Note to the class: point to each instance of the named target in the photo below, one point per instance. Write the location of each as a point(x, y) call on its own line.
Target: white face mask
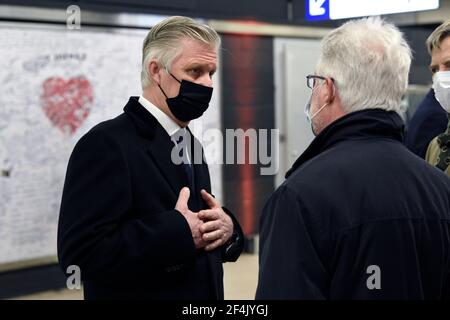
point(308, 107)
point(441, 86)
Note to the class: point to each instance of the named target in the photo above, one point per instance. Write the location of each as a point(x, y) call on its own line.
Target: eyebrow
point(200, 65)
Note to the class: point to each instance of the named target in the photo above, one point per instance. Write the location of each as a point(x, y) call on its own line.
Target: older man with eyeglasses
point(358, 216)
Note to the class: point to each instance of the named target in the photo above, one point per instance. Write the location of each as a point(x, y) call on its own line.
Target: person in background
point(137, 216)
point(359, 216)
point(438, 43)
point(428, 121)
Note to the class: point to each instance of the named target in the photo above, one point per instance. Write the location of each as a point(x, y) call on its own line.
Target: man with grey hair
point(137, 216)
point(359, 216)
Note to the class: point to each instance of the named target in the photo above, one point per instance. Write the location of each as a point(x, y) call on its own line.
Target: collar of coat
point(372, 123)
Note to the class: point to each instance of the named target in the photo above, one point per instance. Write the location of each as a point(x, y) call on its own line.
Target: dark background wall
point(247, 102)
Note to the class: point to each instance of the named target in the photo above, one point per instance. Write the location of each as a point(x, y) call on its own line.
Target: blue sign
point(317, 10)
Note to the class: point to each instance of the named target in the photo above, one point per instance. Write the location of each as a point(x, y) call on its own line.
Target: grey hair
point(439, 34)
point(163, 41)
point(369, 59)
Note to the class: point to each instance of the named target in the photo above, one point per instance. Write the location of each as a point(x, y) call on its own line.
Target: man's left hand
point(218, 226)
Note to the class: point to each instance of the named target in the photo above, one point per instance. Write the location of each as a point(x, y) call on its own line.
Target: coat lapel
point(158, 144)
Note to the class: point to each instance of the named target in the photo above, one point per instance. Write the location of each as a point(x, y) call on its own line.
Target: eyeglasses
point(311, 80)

━━━━━━━━━━

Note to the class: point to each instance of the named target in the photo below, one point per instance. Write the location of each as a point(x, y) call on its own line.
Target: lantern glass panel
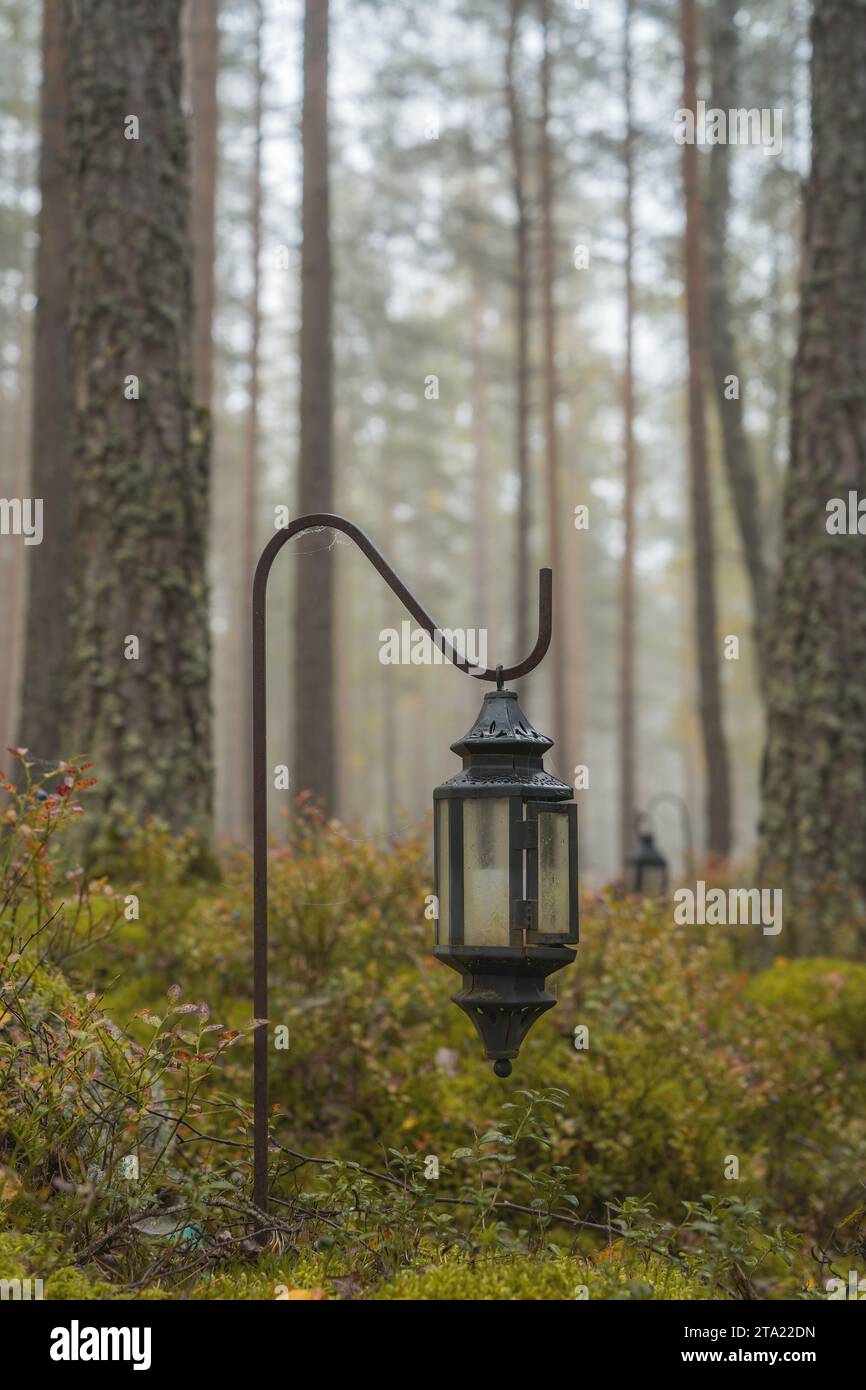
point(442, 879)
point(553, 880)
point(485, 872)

━━━━━━━━━━

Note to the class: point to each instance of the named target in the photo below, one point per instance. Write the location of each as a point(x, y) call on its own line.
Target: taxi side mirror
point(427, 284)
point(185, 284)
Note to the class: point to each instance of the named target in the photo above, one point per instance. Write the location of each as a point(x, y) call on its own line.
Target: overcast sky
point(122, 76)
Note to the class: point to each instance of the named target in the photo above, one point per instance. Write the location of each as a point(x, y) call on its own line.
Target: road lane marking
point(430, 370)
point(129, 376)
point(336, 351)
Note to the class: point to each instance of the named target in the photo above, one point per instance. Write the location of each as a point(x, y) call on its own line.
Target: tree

━━━━━━━━━━

Write out only the lines that run from the line containing "Target: overcast sky" through the line containing "Target: tree", both included, exactly as they appear above.

Target: overcast sky
point(122, 76)
Note to the class: point to each instance of the named target in the photo above, one point per instance. Write the location of each as a point(x, y) call on its own line.
Target: road lane marking
point(430, 370)
point(129, 376)
point(336, 351)
Note to the class: point to each instance of the named target in the photo above, one point per instance. Write the location of each as a point(x, y) call on its own line.
Target: tree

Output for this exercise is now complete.